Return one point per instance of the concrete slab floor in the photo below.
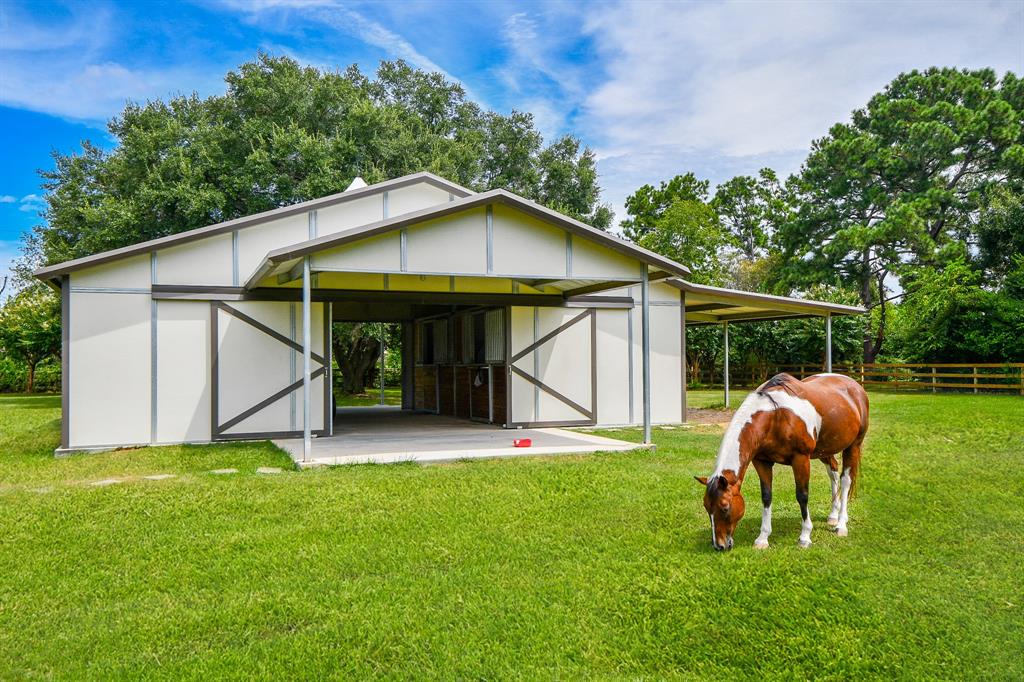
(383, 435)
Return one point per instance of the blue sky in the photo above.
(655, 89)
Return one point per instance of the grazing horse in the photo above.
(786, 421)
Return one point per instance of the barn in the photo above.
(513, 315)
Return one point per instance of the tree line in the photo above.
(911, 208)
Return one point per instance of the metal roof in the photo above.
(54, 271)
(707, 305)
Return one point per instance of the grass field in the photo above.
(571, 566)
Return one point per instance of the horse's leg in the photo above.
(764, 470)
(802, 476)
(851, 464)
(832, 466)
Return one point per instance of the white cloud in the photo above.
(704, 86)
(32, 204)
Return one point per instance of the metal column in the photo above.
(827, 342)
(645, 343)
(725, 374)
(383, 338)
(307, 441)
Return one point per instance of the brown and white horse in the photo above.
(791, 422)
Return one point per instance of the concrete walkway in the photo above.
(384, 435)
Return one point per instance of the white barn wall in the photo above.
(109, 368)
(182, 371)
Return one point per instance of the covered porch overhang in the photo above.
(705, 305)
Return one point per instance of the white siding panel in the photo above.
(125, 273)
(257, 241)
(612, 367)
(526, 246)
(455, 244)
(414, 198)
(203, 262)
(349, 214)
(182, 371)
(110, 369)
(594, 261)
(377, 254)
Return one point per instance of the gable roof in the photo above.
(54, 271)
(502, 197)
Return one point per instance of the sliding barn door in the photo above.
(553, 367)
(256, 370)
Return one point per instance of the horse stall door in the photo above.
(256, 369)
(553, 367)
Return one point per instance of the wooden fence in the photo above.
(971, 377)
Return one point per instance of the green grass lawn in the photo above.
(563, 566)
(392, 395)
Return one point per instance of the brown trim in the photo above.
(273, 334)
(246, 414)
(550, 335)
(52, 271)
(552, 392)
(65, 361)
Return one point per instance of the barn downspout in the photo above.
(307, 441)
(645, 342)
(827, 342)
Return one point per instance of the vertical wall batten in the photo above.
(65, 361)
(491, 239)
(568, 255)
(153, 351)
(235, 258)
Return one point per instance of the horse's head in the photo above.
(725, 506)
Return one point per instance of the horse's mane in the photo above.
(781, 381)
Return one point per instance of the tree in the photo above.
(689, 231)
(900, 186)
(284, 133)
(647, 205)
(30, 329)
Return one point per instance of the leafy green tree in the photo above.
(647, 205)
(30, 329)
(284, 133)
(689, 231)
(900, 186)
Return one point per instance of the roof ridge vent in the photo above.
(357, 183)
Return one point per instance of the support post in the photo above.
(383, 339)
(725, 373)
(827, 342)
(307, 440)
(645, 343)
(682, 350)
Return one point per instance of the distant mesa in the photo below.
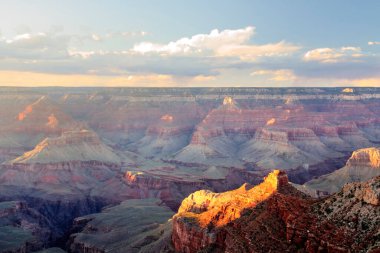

- - -

Task description: Please return every line of the listing above word for word, leaving out the pictures.

Answer to the exercise:
Return one point per instance of the concrete slab floor in the photo below.
(383, 435)
Return one point per instance of the blue sky in the photo above.
(655, 89)
Return one point per instance of the grazing horse in the photo above.
(786, 421)
Return one point per instance of the barn in the photo above.
(513, 315)
Return one point per instance of the tree line in the photo above.
(911, 208)
Return one point per instance of the metal roof in the photo above.
(54, 271)
(707, 305)
Return one point per instance of the grass field in the photo above.
(571, 566)
Return one point per instance of the horse's leg in the photo above.
(764, 470)
(802, 476)
(851, 464)
(832, 466)
Return one point per instance of the white cloud in the photo above.
(704, 86)
(32, 204)
Return one point per instance of the metal column in the photo above.
(827, 342)
(645, 343)
(725, 374)
(383, 338)
(307, 441)
Return one point per instance of the brown and white horse in the photo above.
(791, 422)
Return one point per instance of the concrete walkway in the photo above.
(384, 435)
Return one point per instance of the white barn wall in the photo above.
(109, 368)
(182, 371)
Return one point per instance of the covered porch overhang in the photo above.
(705, 305)
Return one point per instance of the white siding panel in the photo above.
(125, 273)
(257, 241)
(612, 367)
(526, 246)
(455, 244)
(414, 198)
(203, 262)
(349, 214)
(182, 371)
(110, 369)
(594, 261)
(377, 254)
Return one point per instance of the gable roof in the photo above.
(54, 271)
(502, 197)
Return one point per instance of the sliding barn door in the photo above.
(553, 367)
(256, 370)
Return one point per instance of the horse stall door in the photo above.
(256, 369)
(553, 367)
Return one point per instance of the wooden fence in the photo above.
(971, 377)
Return one point per instance of the green grass lawn in the photo above.
(563, 566)
(392, 395)
Return one point per instance of the brown trim in the photo above.
(273, 334)
(246, 414)
(550, 335)
(52, 271)
(552, 392)
(65, 361)
Return one point per instance of the barn downspout in the photo above.
(307, 441)
(645, 342)
(827, 342)
Return one point per instance of the vertical wall batten in the photo above.
(65, 361)
(491, 239)
(568, 255)
(153, 351)
(235, 258)
Return one point per instance of the horse's head in the photo above.
(725, 506)
Return one point per instance of the horse's mane in the photo above.
(781, 381)
Return one point per instance of the tree in the photo above.
(689, 231)
(900, 186)
(284, 133)
(647, 205)
(30, 329)
Return one point per instance of the leafy green tree in the photo above.
(647, 205)
(30, 329)
(284, 133)
(689, 231)
(900, 186)
Return one point per instance of the roof ridge vent in the photo above.
(357, 183)
Return one point per instance of the support post in the photo above.
(383, 339)
(725, 373)
(827, 342)
(307, 440)
(645, 343)
(682, 350)
Return one point per instance of the distant mesa in the photo below.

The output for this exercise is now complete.